54.89 percent of respondents also said they had never visited the on campus food pantry. Of those respondents, about 61 percent said they had not visited because they did not know where the pantry was located.
Students also shared testimonials in the survey on their experience with basic needs at Cornell.
“I have had an extremely difficult time finding affordable housing at Cornell. The housing office is not helpful at all in provid[ing] students with resources for finding housing,” one student shared anonymously. “I almost became homeless due to this and would have benefitted from a space that would have connected me with the proper resources and tools to find better housing.”
In these testimonials, students shared stories of escaping medical debt through Medicaid and avoiding starvation through SNAP benefits, voicing the importance of all students having easy access to these resources.
“My experience has been that resources/help are available but I’ve had to go through layers of bureaucracy and digging for info[rmation] just to get them,” another student anonymously shared. “It is discouraging to have to do this just to get help.”
Bringing the “One-Stop Shop” Model to Cornell
While a Basic Needs Center is a novel idea for Cornell, it is based on a model seen at numerous universities across the country, including University of California Berkeley, University of California Davis, Stanford University, Oregon State University and City University of New York Lehman College.

§ **Records contained in a dataset**
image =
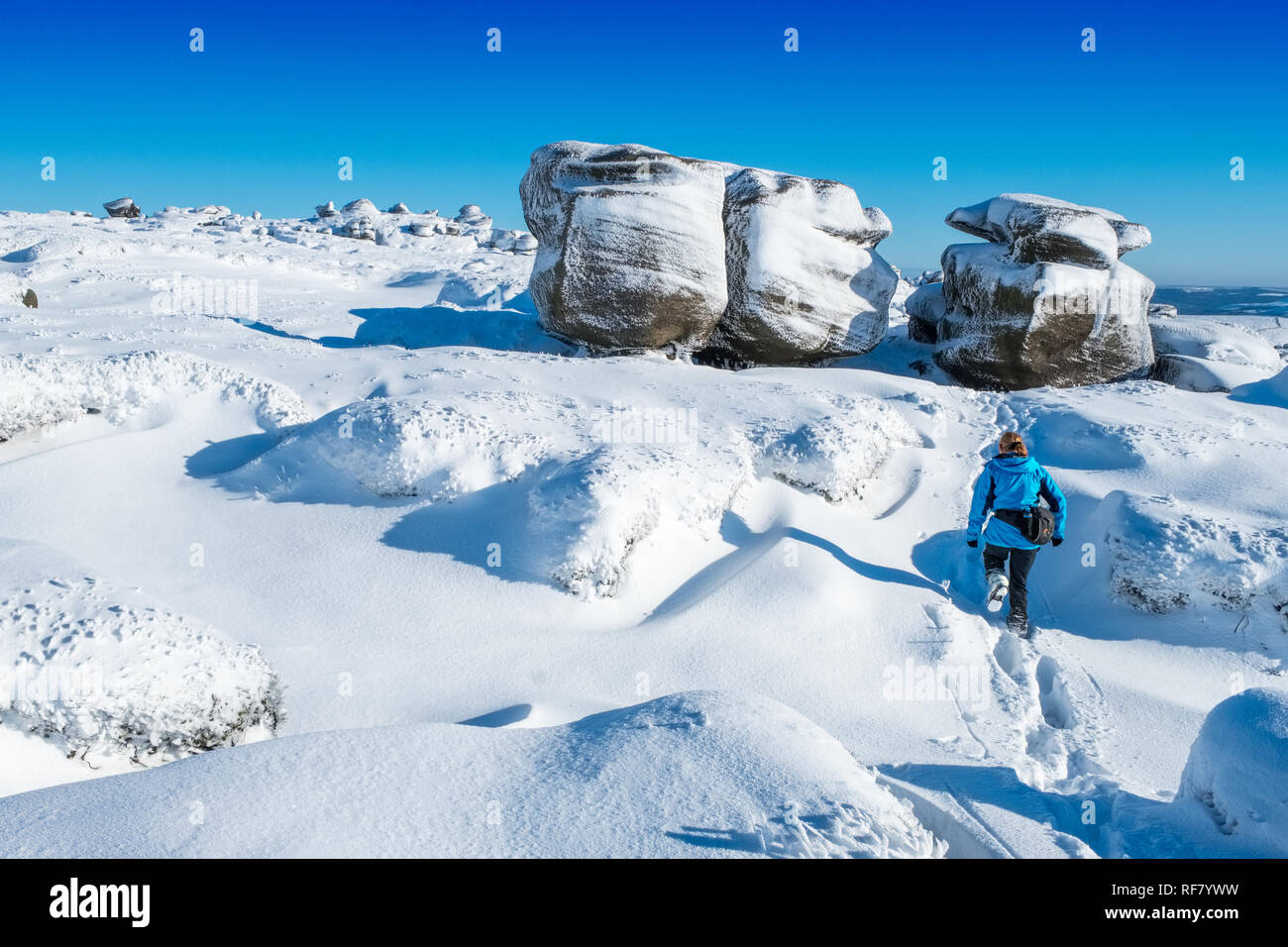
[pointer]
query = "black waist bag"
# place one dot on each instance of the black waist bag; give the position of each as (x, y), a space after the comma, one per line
(1035, 523)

§ **Things to do**
1. In the passage on student basic needs at Cornell, what reason did about 61 percent of the respondents who had never visited the food pantry give for not going?
2. Pick up the passage on student basic needs at Cornell after its last sentence and keep it going.
The listing isn't needed for any of this.

§ **Per-task answers**
1. They did not know where the pantry was located.

2.
At these universities and many others across the country, students can access an array of resources relating to food security, stable housing, healthcare and financial sustainability.
These centers hope to address the national issues many first-generation, low-income students face. A leading reason students drop out of college is financial pressure, according to a study conducted by the University Professional and Continuing Education Association.
U.C. Berkeley opened the first-of-its-kind “one-stop shop” in 2019 to address these same problems. This center was unique as it offers a variety of resources in one location, and this is the vision the Basic Needs Coalition is adopting for their own Basic Needs Center at Cornell.
The students in the Basic Needs Coalition are hoping to build a centrally located, physical space to address the food, housing, health insurance, job employment and financial literacy needs of students. The center would also offer peer-to-peer support run by student leaders and pay those students through federal work study.
Hernandez, Chowdhury and Salman stated the importance of having a physical space specifically to bring visibility to the common issues of first-generation, low-income students, so students will no longer need to grapple with finding solutions on their own.
“A physical space could foster and cultivate a sense of community on campus,” Hernandez said.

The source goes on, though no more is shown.